- EXTRAIT DE PAGE
....................
C'est par un mode de constante stimulation qu'elle y parvient. Ainsi, pas un espace où le regard n'est pas, en zone urbaine, attiré par une publicité. Par un lieu sans bruits, que ce soit le bruit de la vie comme celui de la musique omniprésente (magasins, parking, etc..).

Il serait devenu dangereux de ralentir, de freiner, de ne rien faire. Cela se stigmatise dans les messages donnés de partout : soyez rapides, faites ceci, faites cela, ne rester pas seul (!).

Et pourtant le replis sur soi, l'ennui, le "bullage", l'arrêt, sont primordiaux à l'être humain. Certes, l'ennui imposé (par la maladie par exemple qui nous cloue au lit) peut "taper largement sur le système", mais l'ennui léger, celui que l'on décide presque, est une source intense de bonheur.

Car comment apprécier les bons moments si nous ne connaissons pas les moments vides ? Comment être certain d'aimer quelque chose (ou quelqu'un) si nous n'avons pas de comparaison possible avec un état de vide, voir un moment désagréable ?

Notre société cherche à nous priver d'une chose fondamentale : la possibilité de vivre des choses neutres ou déplaisantes. Elle cherche à nous amputer de notre être pour simplement cacher la vaccuité de ce qu'elle nous propose, et éviter que nous ne prenions le temps de voir que nous sommes loin du bonheur.

Cela commence très tôt. Combien de parents (ou pédagogues) disent aux enfants qui leur signalent qu'ils s'ennuient : "ben je sais pas, prend ta playstation, écoute de la musique, va faire un tour, joue au ballon". Ou bien culpabilise en se disant que leur enfant est triste ? Au lieu de simplement lui dire ce qui relève de l'incitation cognitive "réfléchit à ce que tu voudrais faire".

En limitant ainsi le recours à la réflexion, nous privons déjà l'enfant de sa part d'imaginaire (c'est à dire ce qui sort de son propre vécu, de ses propres fantasmes). Comme si la notion même de "non ennui" devenait un enjeu d'éducation ! Alors que c'est le contraire ! Comment ne pas comprendre que (même si des facteurs extérieurs jouent sûrement) l'hyperactivité croissante des enfant est plus liée à une sur-stimulation constante qu'autre chose ? Aucun arrêt, un être perpétuellement stimulé (cela commence parfois au niveau foetal avec les cours de langue via des casques audio et cela continue avec les activités extra-scolaires qui transforment les enfants en ministre : cours de judo, de musique, de langue, de religion, etc... En une semaine, l'enfant n'est jamais à l'arrêt !). L'humanité globale est niée au profit d'une déshumanité du mouvement permanent.

Et cela continue à l'âge adulte. Le travail répétitif, puis les transports (souvent en voiture avec la radio), puis la télévision (et son cortège de publicités) et enfin le sommeil (souvent artificiel, médicamenteux). A aucun moment nous ne prenons le temps de nous poser (un banc, un livre (ou pas), observer les gens, les paysages et le monde). Non, nous courrons en permanence, à la recherche d'un bonheur jamais atteint et innatégniable, car inconnu ! Au point aujourd'hui de mettre un écran devant tous les yeux, même en voiture pour les passagers. A croire que les équipes de Pixar avaient raison quand ils donnaient une vision technologique de l'avenir dans Wall-E et ses sièges à porteur munis d'écrans allumés en permanence.
....................
- TRAVAIL DEMANDÉ
[1] Reproduisez fidèlement tout le passage de l'extrait sur l'ennui qui va de « En limitant ainsi » jusqu'à « du mouvement permanent. ».
[2] D'après l'extrait sur l'ennui, pour quelle raison notre société cherche-t-elle à nous amputer de notre être ? Répondez en une à trois phrases.
....................
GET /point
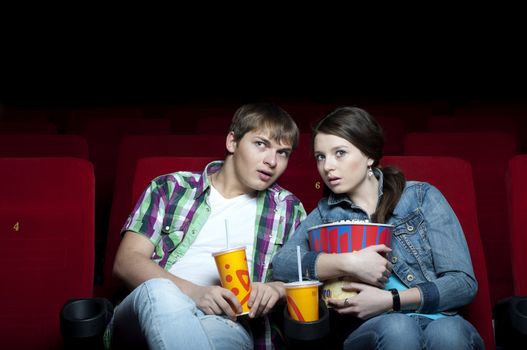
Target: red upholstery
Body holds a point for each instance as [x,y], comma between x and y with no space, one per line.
[453,177]
[131,149]
[47,250]
[43,146]
[301,176]
[517,204]
[489,153]
[471,123]
[103,137]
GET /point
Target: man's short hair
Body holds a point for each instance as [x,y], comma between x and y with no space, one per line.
[265,116]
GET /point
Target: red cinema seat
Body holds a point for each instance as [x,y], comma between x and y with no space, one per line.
[489,154]
[301,176]
[43,146]
[47,246]
[517,204]
[132,149]
[453,177]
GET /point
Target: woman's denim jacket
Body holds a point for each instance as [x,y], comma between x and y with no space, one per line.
[429,247]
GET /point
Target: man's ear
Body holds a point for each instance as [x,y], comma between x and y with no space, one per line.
[230,142]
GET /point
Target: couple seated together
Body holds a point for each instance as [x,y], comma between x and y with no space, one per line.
[165,255]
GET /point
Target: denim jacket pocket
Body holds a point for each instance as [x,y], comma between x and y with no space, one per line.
[411,235]
[410,224]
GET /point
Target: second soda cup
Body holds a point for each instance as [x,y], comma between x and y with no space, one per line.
[234,274]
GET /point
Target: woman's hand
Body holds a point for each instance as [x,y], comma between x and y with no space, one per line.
[215,300]
[264,297]
[368,265]
[370,301]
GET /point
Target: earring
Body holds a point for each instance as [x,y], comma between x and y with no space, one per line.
[370,171]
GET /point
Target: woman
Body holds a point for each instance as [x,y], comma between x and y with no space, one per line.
[408,300]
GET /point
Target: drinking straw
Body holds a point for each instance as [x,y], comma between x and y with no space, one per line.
[227,233]
[299,263]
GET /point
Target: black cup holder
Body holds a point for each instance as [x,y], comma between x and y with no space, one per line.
[510,322]
[518,312]
[83,321]
[307,331]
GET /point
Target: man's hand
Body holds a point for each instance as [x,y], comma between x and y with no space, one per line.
[264,297]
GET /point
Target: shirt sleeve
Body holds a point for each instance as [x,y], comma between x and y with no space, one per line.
[147,216]
[285,266]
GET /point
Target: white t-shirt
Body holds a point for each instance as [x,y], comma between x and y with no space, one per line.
[197,265]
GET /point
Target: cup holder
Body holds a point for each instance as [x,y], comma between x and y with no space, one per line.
[307,331]
[85,319]
[518,312]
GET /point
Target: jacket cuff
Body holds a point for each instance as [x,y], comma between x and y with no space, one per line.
[429,298]
[309,261]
....................
- RÉPONSES ATTENDUES
[1]
En limitant ainsi le recours à la réflexion, nous privons déjà l'enfant de sa part d'imaginaire (c'est à dire ce qui sort de son propre vécu, de ses propres fantasmes). Comme si la notion même de "non ennui" devenait un enjeu d'éducation ! Alors que c'est le contraire ! Comment ne pas comprendre que (même si des facteurs extérieurs jouent sûrement) l'hyperactivité croissante des enfant est plus liée à une sur-stimulation constante qu'autre chose ? Aucun arrêt, un être perpétuellement stimulé (cela commence parfois au niveau foetal avec les cours de langue via des casques audio et cela continue avec les activités extra-scolaires qui transforment les enfants en ministre : cours de judo, de musique, de langue, de religion, etc... En une semaine, l'enfant n'est jamais à l'arrêt !). L'humanité globale est niée au profit d'une déshumanité du mouvement permanent.

[2] Elle le fait pour cacher la vacuité de ce qu'elle nous propose. Elle veut aussi éviter que nous prenions le temps de voir que nous sommes loin du bonheur.